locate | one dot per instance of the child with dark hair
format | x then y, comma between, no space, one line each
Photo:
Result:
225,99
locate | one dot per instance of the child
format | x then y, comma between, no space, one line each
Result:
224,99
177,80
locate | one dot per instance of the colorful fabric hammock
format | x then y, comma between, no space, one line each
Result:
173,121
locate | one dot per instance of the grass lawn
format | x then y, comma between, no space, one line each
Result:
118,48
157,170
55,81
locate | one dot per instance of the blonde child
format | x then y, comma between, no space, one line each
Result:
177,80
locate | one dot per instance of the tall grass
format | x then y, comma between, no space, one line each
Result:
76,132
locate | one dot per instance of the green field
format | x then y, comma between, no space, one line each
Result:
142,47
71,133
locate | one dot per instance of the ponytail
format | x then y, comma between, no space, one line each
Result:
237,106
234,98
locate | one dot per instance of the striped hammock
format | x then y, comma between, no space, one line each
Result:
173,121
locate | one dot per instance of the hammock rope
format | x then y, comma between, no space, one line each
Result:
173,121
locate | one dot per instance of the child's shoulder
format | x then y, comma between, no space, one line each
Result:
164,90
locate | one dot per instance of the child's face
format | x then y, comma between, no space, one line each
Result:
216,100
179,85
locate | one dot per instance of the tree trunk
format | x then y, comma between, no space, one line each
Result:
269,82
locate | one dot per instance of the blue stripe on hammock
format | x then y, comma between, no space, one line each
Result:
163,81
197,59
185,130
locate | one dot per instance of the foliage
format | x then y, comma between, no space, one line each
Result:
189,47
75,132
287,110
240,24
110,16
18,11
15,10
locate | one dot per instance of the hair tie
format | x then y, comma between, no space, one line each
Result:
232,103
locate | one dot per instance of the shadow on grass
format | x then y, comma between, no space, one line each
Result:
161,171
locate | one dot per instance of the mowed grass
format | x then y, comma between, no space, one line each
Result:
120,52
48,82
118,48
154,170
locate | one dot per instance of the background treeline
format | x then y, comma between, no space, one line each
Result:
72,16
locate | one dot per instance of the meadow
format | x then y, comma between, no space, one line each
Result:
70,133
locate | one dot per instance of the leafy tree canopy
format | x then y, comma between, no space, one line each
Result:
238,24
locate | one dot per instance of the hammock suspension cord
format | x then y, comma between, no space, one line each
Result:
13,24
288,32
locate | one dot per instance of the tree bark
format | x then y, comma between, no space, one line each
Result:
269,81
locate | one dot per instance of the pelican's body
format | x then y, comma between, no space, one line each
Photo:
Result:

* * *

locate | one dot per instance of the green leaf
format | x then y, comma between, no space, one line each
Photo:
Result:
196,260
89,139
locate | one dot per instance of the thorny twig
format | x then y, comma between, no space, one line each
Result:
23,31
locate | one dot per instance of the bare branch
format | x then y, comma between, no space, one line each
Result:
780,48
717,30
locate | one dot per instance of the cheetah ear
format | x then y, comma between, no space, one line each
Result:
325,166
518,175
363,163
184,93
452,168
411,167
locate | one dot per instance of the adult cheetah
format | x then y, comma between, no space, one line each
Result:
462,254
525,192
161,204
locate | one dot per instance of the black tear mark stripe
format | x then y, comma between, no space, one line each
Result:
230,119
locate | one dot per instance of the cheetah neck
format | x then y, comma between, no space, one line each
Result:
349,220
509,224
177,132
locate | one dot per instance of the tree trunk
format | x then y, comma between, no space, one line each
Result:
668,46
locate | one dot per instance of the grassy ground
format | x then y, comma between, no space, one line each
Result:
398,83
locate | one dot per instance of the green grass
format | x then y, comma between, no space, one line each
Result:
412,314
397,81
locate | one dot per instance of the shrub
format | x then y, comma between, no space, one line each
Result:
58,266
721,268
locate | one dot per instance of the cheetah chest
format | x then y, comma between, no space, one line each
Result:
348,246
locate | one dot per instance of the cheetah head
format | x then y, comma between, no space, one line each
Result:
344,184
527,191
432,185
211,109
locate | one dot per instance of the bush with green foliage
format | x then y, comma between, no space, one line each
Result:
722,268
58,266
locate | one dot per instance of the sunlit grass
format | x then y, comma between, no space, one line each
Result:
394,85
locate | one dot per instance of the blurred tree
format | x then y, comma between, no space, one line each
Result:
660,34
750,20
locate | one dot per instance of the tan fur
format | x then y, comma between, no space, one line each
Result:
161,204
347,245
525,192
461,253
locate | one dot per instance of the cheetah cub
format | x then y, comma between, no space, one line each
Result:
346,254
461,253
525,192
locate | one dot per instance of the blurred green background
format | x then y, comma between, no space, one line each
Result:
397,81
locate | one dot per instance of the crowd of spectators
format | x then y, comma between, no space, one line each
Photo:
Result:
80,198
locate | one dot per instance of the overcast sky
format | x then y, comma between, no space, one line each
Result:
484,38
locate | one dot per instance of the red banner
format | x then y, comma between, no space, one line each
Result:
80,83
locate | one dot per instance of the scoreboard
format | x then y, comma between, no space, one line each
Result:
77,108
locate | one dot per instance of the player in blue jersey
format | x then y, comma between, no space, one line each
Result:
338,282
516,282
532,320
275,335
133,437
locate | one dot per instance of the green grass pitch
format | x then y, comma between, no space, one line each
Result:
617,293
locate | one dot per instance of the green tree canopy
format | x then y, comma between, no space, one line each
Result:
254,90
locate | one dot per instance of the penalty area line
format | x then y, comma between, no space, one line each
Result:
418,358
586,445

* * *

#### [Problem details]
A verbatim transcription is needed of the lines above, starting at the line with "locate | one dot per instance of the child with" and ending at the line with "locate | one dot per instance of the child's face", both included, and of nothing else.

#### [Solution to this exercise]
locate | one dot per instance of the child with dark hair
format | x then y, comma between, no space, one line each
Photo:
Result:
225,99
locate | one dot per instance of the child
format | x then y, comma between, no space, one line each
Result:
224,99
177,80
locate | one dot per instance of the colorful fabric hammock
format | x then y, comma between, no space, one line each
Result:
173,121
locate | one dot per instance of the grass lawn
format | x then y, comma between, no space, one line each
Result:
118,48
157,170
55,81
locate | one dot per instance of the blonde child
format | x then y, comma between, no space, one line each
Result:
177,80
locate | one dot per instance of the tall grass
format | x then y, comma between, no space, one line each
Result:
76,132
locate | one dot per instance of the green field
format | x then y, comma between, no space, one line each
Result:
142,47
71,133
locate | one dot per instance of the ponytail
format | x then y, comma between, no space, one line each
Result:
237,106
234,98
locate | one dot per instance of the striped hammock
format | x then y, comma between, no space, one line each
Result:
173,121
locate | one dot per instance of the hammock rope
format | x then y, comma between, no space, one line each
Result:
173,121
locate | one dot per instance of the child's shoulder
format | x then y, comma between, no space, one line each
Result:
164,90
locate | one dot per instance of the child's face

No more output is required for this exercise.